● **What the task requires**: Retype every line of the records exactly.

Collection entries
[Start of Attachment]
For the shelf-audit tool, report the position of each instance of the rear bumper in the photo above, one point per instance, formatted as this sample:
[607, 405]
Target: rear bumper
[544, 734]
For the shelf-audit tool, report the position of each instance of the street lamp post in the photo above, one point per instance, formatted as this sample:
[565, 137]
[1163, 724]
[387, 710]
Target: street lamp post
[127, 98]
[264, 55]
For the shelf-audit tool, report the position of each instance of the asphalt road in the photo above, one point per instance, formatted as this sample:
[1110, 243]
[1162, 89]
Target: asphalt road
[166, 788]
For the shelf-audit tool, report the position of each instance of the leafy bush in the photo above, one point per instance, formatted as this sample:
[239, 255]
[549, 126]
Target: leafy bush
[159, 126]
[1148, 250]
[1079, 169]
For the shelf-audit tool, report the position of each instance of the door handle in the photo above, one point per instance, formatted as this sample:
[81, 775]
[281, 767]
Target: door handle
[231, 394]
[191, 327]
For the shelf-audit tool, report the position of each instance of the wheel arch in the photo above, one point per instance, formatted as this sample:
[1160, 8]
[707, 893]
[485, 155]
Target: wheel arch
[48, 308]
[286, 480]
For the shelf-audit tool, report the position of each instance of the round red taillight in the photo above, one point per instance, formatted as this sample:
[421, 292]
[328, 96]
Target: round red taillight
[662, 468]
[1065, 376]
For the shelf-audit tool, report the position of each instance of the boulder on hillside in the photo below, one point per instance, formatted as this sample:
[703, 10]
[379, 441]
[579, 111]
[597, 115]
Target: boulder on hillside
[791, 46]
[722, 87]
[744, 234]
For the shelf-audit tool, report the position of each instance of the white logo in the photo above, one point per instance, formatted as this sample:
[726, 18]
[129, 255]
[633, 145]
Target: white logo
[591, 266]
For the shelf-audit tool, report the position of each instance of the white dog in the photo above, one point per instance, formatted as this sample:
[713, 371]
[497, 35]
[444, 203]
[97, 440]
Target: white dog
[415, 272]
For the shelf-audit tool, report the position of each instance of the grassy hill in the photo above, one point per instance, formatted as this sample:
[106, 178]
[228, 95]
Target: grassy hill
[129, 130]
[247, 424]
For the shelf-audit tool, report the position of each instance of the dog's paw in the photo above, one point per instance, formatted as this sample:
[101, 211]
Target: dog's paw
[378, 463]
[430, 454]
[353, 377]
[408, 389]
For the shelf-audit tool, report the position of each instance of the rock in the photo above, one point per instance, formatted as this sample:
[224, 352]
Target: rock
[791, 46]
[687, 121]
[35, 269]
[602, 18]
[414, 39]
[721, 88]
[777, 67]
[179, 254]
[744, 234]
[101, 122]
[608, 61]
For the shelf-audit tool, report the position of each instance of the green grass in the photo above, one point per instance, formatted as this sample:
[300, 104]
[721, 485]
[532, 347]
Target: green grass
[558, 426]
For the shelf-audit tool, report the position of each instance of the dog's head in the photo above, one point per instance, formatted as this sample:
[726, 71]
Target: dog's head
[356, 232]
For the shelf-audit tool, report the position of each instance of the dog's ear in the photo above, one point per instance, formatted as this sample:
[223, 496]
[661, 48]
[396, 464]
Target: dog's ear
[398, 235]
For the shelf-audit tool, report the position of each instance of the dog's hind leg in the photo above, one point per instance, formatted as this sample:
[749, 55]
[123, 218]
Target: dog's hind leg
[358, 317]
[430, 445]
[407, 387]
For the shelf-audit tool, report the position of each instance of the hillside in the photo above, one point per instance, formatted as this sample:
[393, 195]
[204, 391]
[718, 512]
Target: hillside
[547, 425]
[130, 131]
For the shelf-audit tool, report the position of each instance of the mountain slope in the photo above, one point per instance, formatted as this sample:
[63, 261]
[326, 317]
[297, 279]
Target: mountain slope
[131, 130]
[End of Attachment]
● **Expected output**:
For the shelf-audit tool, report the position of each instance of the rear bumper in the photo above, one point per instance, formatted as this sample:
[607, 405]
Target: rear bumper
[544, 734]
For the shelf-audit tool, report the position of each instance of the street lamp post in the photo above, one point per instance, formatted as this sample:
[565, 137]
[1163, 724]
[387, 710]
Target: street lamp post
[127, 98]
[264, 55]
For the shelf-audit tool, report the position of each instance of the asphalt road in the photo above, one point per instance, formatted as this sample:
[1110, 243]
[1162, 89]
Target: asphalt road
[166, 788]
For the shelf-audit tool, report the position of each instance of the leafy bush in the photo above, one point per instance, formatted as this sample:
[239, 255]
[549, 126]
Target: leafy bush
[159, 126]
[1148, 250]
[1079, 169]
For the shelf-audit tool, report the position of each instance of the door handle in the photo above, one point per instance, formatted as this sample:
[81, 775]
[281, 767]
Target: door handle
[231, 394]
[191, 327]
For the shelf-audit tool, report the position of each instance of the wheel arch in the photo above, one point per instance, formatted as this sample:
[1160, 8]
[707, 893]
[485, 155]
Target: wheel arch
[48, 308]
[286, 480]
For the shelf-audit tool, report the position of each instance of the round red taillight in the photo above, one point per instance, formatted as this sample:
[421, 292]
[328, 96]
Target: round red taillight
[662, 468]
[1065, 376]
For the shelf-audit tool, report the position of each instance of the boulder on hillside in the photo below, one point per instance, formatted as this sample:
[703, 10]
[379, 441]
[579, 111]
[597, 115]
Target: boulder on hillside
[791, 46]
[722, 87]
[744, 234]
For the shelf-audit tool, report the position of each instance of the white logo in the photo above, one point per instance, formatted as this sample:
[726, 18]
[129, 255]
[633, 145]
Target: white logo
[591, 266]
For the shelf-audit tool, report the position of each instance of the white dog in the photo above, one point per instance, formatted as this sample:
[713, 371]
[497, 35]
[444, 203]
[97, 440]
Target: white dog
[415, 272]
For the shelf-audit tool, report the position of each instance of the grassy hill in the photo above, one point per instance, formatted as this sample:
[106, 178]
[228, 95]
Target: grassy hill
[129, 130]
[247, 424]
For the shelf-audit tool, report the position of each instance of the dog's paw in the photo above, one point per instance, formatted as this sample:
[101, 211]
Target: dog's paw
[378, 463]
[430, 454]
[353, 377]
[408, 389]
For the shelf-audit tool, report the position of each instance of the rock in the photo above, one point per instance, formatted as this sample:
[224, 352]
Target: rock
[791, 46]
[687, 121]
[35, 269]
[602, 18]
[414, 39]
[721, 88]
[777, 67]
[179, 254]
[744, 234]
[101, 122]
[608, 61]
For the shelf-audit tool, report the position of each instance of the green grass in the photo above, one point per instance, formatted as this sample:
[300, 104]
[721, 485]
[532, 347]
Target: green grass
[558, 426]
For the shelf-audit tool, report the position of each instance of the dog's head in the photo above, one point per instance, formatted as this sample:
[726, 71]
Target: dog's head
[356, 232]
For the shelf-audit tool, report the position of each instance of the dog's ear in the photo above, one point per instance, formatted as this sample:
[223, 496]
[661, 48]
[396, 464]
Target: dog's ear
[398, 235]
For the shelf-audit tool, report the position of each instance of the dog's hind leg in the photo above, one point per instance, formatted as this sample:
[749, 55]
[123, 218]
Target: dog's hind leg
[358, 317]
[430, 445]
[407, 387]
For the shelf-audit tool, report the position of each instance of the hillside in the photo above, one point per instance, formatted as this sample:
[393, 195]
[204, 391]
[718, 512]
Target: hillside
[547, 425]
[130, 131]
For the shelf-audit tool, report the position of each instance of the mountain slope in the photo above, one point per instance, formatted as this sample:
[63, 261]
[326, 317]
[297, 279]
Target: mountain slope
[131, 130]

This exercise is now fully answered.